Return every line of the items below that contains the string "street". The match is case-sensitive.
** Start Information supplied **
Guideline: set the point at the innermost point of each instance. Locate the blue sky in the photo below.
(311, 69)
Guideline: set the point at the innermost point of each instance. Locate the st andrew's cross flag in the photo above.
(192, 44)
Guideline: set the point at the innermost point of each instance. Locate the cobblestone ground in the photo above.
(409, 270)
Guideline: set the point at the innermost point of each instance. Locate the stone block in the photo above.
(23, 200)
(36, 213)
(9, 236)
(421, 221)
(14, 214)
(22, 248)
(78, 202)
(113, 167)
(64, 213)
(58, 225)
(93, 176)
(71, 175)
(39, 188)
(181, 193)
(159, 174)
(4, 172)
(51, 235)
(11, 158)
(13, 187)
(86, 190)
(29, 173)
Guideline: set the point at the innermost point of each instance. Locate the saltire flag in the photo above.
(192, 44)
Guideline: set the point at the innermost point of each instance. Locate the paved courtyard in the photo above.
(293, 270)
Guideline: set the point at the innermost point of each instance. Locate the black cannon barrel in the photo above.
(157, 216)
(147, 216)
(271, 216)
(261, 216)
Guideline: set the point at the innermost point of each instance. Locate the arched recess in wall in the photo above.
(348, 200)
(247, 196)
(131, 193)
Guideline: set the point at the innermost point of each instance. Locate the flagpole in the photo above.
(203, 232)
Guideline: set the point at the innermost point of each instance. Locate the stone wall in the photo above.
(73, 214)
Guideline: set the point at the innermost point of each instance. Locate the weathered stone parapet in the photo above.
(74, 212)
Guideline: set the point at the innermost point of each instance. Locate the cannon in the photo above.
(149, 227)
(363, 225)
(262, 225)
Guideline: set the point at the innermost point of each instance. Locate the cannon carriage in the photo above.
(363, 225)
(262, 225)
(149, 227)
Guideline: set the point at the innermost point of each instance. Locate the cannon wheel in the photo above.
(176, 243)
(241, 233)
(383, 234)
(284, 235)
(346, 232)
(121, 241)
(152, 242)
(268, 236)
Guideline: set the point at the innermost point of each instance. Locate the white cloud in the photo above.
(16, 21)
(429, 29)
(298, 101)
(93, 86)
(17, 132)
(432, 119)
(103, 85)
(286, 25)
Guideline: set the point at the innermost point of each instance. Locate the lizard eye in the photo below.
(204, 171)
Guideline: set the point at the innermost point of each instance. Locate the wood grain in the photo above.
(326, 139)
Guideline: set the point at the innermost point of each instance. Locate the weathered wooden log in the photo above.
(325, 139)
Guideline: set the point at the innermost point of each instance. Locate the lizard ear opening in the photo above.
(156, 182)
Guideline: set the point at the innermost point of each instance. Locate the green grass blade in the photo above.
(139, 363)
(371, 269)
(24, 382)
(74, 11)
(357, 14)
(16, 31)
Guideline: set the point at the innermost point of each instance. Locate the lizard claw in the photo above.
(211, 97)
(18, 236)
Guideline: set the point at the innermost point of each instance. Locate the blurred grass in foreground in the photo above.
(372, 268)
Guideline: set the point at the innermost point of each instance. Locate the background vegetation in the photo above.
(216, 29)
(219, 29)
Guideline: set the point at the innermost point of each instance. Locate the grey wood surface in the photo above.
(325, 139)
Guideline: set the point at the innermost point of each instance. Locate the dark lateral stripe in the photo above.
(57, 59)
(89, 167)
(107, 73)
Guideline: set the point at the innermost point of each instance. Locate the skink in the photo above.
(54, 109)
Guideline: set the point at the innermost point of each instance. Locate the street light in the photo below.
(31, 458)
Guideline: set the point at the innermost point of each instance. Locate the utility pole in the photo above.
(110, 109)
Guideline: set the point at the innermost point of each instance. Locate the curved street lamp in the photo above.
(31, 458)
** End Information supplied **
** Start Information supplied **
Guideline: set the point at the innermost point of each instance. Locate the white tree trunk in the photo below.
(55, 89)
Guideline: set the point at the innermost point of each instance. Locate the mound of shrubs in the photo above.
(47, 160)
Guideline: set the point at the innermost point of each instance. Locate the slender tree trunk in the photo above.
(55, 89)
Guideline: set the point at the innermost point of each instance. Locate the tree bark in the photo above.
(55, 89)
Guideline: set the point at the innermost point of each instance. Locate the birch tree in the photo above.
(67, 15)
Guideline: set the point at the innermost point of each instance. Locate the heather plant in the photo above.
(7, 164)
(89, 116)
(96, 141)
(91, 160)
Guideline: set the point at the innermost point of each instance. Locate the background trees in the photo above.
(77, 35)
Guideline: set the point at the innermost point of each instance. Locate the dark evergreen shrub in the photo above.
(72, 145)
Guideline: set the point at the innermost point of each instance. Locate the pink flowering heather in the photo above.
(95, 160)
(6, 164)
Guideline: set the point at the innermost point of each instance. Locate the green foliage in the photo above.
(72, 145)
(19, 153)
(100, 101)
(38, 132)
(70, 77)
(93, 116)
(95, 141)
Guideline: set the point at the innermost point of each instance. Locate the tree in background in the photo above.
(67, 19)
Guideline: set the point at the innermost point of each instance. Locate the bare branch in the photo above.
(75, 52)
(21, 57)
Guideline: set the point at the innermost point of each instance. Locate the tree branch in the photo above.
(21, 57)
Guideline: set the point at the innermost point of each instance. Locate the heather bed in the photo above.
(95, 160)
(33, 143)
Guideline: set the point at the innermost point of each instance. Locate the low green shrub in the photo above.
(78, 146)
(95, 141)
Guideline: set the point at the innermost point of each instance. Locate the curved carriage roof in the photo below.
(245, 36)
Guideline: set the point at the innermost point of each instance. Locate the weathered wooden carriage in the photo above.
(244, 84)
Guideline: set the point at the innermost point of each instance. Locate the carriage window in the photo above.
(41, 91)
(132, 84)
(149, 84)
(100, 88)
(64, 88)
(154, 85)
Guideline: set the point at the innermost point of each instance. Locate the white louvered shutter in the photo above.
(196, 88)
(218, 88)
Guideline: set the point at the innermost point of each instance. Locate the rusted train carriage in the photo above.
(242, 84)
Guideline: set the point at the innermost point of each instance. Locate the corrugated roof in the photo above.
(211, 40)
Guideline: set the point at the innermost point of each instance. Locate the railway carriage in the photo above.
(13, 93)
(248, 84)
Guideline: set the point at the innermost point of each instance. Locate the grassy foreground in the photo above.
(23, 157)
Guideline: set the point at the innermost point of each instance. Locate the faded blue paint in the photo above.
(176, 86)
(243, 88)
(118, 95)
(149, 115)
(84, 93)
** End Information supplied **
• Result for this task:
Guideline: set the point at the innermost point of each instance. Locate the street light in the photo below.
Guideline: set the point at the innermost point of each instance. Locate the curved street lamp in the photo above.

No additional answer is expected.